═════ TEXTO PARA LEITURA ═════

A lei 11.182 (clique aqui), de 27 de setembro de 2005, que criou a ANAC, prevê o estabelecimento de um modelo de concessão da infraestrutura aeroportuária. No art. 8º., inciso XXIV, assevera-se, com todas as letras, que a ANAC "concede ou autoriza a exploração da infraestrutura aeroportuária, no todo ou em parte."

Portanto, pode-se afirmar que existe base jurídica para que os aeroportos, ou alguns deles, sejam transferidos mediante contratos de concessão para a iniciativa privada, de modo que esta execute a contento as atividades de melhoria no sistema aeroportuário em questão. E isto sem se entrar no mérito desse aparente paradoxo entre as leis de criação da INFRAERO, de 1972, e de criação da ANAC, de 2005, pois, afinal, não se sabe quem, em nome da União Federal, exerce o monopólio sobre a infraestrutura aeroportuária, nos termos da Constituição Federal. Teria a INFRAERO perdido sua competência de ação a partir da existência da ANAC?

Aliás, a outorga de parcelas do patrimônio aeroportuário a particulares não é novidade alguma, porquanto diversas empresas já são concessionárias de áreas aeroportuárias, tanto para a exploração comercial como para fins operacionais. Para a primeira hipótese, são exemplos os inumeráveis estabelecimentos comerciais, desde lojas, cinemas, hotéis e outros do gênero, instalados nos principais aeroportos brasileiros. Para a segunda, os diversos hangares e escritórios que abrigam empresas de linhas aéreas, de táxi aéreo e outras que têm como escopo a exploração de serviços aéreos. Em todos esses casos, a INFRAERO, como representante legal da União Federal, outorga aos empresários o direito de utilizar determinadas aéreas aeroportuárias pagando-se o preço correspondente, negociado entre as partes interessadas.

FORMA DE OUTORGA DAS CONCESSÕES

A partir da edição da Lei de Concessões, em 1995, a lei 8.987/95, cujas regras foram moduladas pela lei 11.196, em 2005, estabeleceu que pode haver a inversão da ordem de habilitação e apresentação de propostas pelos licitantes interessados na outorga, com o oferecimento de lances sucessivos, ou seja, através de leilão.

Via de regra, as licitações públicas seguem as normas gerais da lei 8.666 de 1993 (clique aqui), guardadas as peculiaridades da Lei de Concessões (8.987/95 - clique aqui).

Outra hipótese, principalmente no que concerne a aeroportos deficitários, seria a aplicação da Lei de Parcerias Público Privadas, a lei 11.079/04 (clique aqui).

PARTICIPAÇÃO ESTRANGEIRA

Compulsando a legislação vigente, não se encontra qualquer obstáculo de que a construção ou a exploração de aeroportos seja outorgada a empresas de capital estrangeiro ou controladas por pessoas físicas ou jurídicas estabelecidas no exterior.

═════ SEÇÃO DE DADOS ═════

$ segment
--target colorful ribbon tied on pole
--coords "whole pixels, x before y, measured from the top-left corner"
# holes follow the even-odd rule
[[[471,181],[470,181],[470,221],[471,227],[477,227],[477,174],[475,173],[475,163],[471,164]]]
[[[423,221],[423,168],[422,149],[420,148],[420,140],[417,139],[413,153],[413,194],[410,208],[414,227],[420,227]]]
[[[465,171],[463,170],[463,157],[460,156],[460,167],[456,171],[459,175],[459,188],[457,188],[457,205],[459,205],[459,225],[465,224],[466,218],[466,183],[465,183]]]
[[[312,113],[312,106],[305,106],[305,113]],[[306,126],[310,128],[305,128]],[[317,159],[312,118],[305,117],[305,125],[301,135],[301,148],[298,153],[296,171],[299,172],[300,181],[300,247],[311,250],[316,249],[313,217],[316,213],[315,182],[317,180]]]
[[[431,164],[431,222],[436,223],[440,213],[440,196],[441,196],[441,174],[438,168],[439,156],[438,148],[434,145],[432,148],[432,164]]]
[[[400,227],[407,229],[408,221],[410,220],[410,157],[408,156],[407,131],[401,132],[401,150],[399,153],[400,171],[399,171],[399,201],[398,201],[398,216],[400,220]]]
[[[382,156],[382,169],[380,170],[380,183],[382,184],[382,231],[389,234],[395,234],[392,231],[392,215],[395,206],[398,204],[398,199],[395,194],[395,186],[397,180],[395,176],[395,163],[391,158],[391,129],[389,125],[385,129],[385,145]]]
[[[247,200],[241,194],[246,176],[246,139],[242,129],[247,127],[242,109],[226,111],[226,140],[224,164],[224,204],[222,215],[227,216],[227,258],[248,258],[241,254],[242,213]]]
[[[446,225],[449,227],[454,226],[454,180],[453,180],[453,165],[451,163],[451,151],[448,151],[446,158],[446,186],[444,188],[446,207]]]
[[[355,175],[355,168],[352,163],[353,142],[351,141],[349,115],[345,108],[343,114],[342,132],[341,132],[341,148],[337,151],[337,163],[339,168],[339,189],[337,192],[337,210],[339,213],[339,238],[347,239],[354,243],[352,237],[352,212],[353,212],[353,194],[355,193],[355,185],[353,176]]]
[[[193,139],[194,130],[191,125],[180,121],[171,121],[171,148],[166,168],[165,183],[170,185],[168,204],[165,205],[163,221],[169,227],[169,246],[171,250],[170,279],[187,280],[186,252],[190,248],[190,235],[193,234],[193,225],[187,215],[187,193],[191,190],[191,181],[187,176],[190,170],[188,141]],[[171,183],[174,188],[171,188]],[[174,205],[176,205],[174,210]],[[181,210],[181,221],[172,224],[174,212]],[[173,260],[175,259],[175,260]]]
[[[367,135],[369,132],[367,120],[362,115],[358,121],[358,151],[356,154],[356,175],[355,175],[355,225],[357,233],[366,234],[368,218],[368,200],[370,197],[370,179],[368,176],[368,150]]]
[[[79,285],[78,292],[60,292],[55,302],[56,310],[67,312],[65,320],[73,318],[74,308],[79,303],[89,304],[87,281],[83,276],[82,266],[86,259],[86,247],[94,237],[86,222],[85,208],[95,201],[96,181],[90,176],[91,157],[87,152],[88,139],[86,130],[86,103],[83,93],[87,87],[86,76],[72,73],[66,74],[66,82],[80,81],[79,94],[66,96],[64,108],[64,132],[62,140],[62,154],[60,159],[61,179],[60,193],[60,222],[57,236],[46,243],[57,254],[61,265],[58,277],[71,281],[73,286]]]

═════

▶ INSTRUÇÕES DO EXERCÍCIO
Dê continuidade ao texto sobre a concessão da infraestrutura aeroportuária, começando logo após a última frase apresentada.

▶ RESPOSTA À TAREFA
Como ocorre em outros países, seria até mesmo desejável, para fins de ampliação do quadro de interessados, que os editais de licitação para a concessão de aeroportos brasileiros prevejam a participação de empresas especializadas de origem estrangeira, inclusive através de consórcios com empresas genuinamente nacionais. É evidente que a disputa ganharia muito mais competitividade, ampliando as vantagens econômicas oferecidas pelos disputantes, inclusive no que concerne à qualidade dos serviços oferecidos, baseados em critérios de excelência desenvolvidos e aceitos no plano internacional.

CONCLUSÕES

Os aeroportos brasileiros se encontram em condições de conservação e funcionalidade muito ruins. A INFRAERO vem se mostrando pouco eficiente em administrar esse enorme e importante patrimônio público. A urgência de se implantarem melhorias é evidente, pois o País, brevemente, sediará dois importantes eventos desportivos que aumentarão sobremaneira o afluxo de turistas e expandirá exponencialmente o público usuário dos aeroportos, que não são apenas os passageiros. Já se sabe que, a despeito da ojeriza que a palavra privatização causa aos atuais detentores do poder governamental, existem algumas idéias neste sentido que já se encontram em curso. Notícias publicadas na imprensa dão conta que a Andrade Gutierrez e a Camargo Corrêa estudam, em parceria e com o beneplácito do Governo Federal, construir um novo aeroporto internacional nos arredores da cidade de São Paulo. O Aeroporto de Amarante, em Natal, também é uma possibilidade de intervenção da iniciativa privada que conta com a aprovação do Governo Federal.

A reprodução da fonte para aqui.